Tunisians go to the polls today, and I go with them
By Mary Katharine Ham
Tabarka, Tunisia— If there is a place where the seedlings of the Arab Spring might avoid being burned to a crisp in the flames of Islamist zealotry, authoritarianism and chaos, it will likely be Tunisia, where it all started.
Since a young fruit vendor self-immolated in protest against the former oppressive Ben Ali regime in 2011, this relatively peaceful, modern North African country has plodded toward a liberal Constitution and free elections. This weekend, the country will go to the polls to choose its first freely elected president. A month ago, parliamentary elections went smoothly, granting a plurality of seats to a party composed of widely divergent ideological factions joined by by a determination to curb Islamist influence in the new government. The country’s first free legislative election was in 2011.

INSTRUCTIONS TO FOLLOW. According to the Tunisia election article, in what year did the country hold its first free legislative election? The listing below is separate material with no connection to the Tunisia election article.

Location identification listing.
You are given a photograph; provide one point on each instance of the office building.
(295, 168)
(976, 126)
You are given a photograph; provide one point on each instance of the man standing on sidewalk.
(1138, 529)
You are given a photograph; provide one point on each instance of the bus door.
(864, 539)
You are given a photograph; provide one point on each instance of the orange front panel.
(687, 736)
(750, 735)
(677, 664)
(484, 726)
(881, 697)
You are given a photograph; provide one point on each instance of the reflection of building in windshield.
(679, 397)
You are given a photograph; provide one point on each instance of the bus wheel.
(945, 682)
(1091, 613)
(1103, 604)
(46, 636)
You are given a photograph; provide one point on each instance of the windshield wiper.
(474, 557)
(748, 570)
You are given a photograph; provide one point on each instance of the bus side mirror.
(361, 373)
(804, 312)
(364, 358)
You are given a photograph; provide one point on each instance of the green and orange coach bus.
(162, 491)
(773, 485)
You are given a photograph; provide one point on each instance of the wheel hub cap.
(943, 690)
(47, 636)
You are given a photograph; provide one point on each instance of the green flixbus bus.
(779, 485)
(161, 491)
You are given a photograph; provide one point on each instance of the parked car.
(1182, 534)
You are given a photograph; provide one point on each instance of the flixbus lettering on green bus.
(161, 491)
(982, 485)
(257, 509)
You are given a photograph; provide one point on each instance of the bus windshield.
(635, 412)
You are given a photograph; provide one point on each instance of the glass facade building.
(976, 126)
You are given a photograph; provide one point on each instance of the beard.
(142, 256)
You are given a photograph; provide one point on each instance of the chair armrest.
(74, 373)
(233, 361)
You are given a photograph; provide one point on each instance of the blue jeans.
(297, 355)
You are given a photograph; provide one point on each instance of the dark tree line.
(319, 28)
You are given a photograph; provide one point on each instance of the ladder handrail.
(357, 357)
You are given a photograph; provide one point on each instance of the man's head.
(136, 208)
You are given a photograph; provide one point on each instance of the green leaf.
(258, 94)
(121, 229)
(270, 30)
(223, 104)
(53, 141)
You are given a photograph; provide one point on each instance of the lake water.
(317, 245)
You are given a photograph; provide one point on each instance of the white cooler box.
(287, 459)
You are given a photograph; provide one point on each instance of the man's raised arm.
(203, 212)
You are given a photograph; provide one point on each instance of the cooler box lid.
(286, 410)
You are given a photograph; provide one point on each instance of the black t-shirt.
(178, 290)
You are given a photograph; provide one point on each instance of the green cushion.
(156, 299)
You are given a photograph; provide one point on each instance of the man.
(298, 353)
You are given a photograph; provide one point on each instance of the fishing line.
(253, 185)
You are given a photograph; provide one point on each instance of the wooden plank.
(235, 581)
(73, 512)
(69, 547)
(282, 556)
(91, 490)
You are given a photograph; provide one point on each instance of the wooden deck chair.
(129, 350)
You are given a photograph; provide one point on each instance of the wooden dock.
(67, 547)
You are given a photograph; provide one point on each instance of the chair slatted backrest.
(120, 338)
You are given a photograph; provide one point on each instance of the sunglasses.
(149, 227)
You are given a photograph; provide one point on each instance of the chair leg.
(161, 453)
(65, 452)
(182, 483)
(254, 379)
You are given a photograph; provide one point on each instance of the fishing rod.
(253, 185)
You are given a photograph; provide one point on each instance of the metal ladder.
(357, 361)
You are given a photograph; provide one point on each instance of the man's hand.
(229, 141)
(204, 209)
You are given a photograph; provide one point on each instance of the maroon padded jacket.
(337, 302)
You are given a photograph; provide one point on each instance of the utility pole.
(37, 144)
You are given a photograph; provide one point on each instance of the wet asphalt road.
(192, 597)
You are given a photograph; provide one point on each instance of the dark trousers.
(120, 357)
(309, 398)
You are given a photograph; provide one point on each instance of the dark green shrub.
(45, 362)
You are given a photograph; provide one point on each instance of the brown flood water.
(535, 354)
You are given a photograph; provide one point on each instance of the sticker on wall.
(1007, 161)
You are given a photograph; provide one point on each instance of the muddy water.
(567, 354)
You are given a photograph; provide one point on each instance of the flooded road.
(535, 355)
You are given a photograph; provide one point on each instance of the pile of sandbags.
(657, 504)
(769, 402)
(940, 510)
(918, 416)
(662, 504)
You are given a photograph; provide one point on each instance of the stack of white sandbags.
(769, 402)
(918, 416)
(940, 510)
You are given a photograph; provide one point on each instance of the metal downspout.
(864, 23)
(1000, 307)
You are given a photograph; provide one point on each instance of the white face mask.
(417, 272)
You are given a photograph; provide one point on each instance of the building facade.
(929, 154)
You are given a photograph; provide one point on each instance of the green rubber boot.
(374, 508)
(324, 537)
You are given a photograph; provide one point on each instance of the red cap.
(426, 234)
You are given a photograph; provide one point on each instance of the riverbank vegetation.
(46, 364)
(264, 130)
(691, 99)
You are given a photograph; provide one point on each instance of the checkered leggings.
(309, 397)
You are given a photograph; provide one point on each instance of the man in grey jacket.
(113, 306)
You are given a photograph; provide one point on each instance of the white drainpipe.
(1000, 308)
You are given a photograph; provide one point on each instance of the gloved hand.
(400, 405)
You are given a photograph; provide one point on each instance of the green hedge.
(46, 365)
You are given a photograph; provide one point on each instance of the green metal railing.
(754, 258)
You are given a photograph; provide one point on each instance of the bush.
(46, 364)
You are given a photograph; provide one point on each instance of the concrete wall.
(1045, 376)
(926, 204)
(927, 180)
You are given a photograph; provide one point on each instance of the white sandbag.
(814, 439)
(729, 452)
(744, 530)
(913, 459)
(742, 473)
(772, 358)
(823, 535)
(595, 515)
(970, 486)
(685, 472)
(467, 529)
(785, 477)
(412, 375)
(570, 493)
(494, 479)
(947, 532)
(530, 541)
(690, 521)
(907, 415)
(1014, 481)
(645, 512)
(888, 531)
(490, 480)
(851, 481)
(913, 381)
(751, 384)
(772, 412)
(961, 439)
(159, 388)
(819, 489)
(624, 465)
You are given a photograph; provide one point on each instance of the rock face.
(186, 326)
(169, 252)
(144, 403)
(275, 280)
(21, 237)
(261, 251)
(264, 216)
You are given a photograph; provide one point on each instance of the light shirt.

OUTPUT BELOW. 2011.